**WHAT YOU ARE ASKED TO DO**
Reproduce the listing below line for line, without changing any wording, and leave the pictures out of your copy.

**RECORDS FOR THIS TASK**
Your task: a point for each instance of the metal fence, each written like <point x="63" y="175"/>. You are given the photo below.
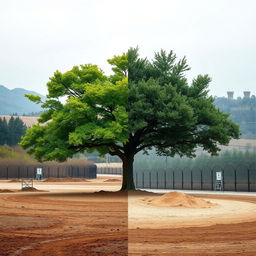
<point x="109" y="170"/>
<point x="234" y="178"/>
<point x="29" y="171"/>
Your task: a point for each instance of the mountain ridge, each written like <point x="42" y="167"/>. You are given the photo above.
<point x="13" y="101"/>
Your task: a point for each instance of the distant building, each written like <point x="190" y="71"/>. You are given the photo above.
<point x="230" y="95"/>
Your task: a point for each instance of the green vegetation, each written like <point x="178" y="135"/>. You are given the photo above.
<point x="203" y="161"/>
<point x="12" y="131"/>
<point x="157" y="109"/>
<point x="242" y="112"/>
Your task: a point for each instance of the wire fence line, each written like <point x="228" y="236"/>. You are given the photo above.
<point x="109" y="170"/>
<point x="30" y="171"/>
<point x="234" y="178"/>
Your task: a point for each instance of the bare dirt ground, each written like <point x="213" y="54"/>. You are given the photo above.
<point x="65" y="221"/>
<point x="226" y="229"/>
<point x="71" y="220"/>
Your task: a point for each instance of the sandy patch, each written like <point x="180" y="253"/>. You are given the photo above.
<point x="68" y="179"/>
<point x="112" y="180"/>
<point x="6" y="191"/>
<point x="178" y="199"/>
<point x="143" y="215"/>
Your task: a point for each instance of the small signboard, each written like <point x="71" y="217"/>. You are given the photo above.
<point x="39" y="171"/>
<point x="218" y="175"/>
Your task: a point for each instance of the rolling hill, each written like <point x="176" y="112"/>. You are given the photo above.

**RESPONSE BELOW**
Your task: a point for each instance of the metal fence, each written like <point x="63" y="175"/>. You are given the photo below.
<point x="109" y="170"/>
<point x="234" y="178"/>
<point x="29" y="171"/>
Your task: a point for each instance of the mountain ridge, each written like <point x="42" y="167"/>. You are given the photo above.
<point x="13" y="101"/>
Your task: a point for each instance of the distant building, each written like <point x="190" y="71"/>. You are given the photo above.
<point x="230" y="95"/>
Your task: a point for each instance of the green vegetation, each written like <point x="178" y="135"/>. You are given the photo above.
<point x="203" y="161"/>
<point x="12" y="131"/>
<point x="157" y="109"/>
<point x="242" y="112"/>
Your task: a point for each instance of the wire fence line, each written like <point x="228" y="236"/>. You are given the photo above.
<point x="109" y="170"/>
<point x="30" y="171"/>
<point x="234" y="178"/>
Your task: a point for each instance of the bare dirt ground, each written like <point x="213" y="54"/>. You are given the photo above.
<point x="65" y="221"/>
<point x="226" y="229"/>
<point x="71" y="220"/>
Your task: a point for each instance of the sandy patch, each written like <point x="180" y="253"/>. You are given the photo above.
<point x="68" y="179"/>
<point x="112" y="180"/>
<point x="6" y="191"/>
<point x="178" y="199"/>
<point x="143" y="215"/>
Your task: a point for each instance of the small signboard, each written like <point x="71" y="217"/>. You are given the photo above.
<point x="39" y="171"/>
<point x="218" y="175"/>
Your task: a point for each instance of the rolling hill, each written like <point x="176" y="112"/>. You are given the photo above.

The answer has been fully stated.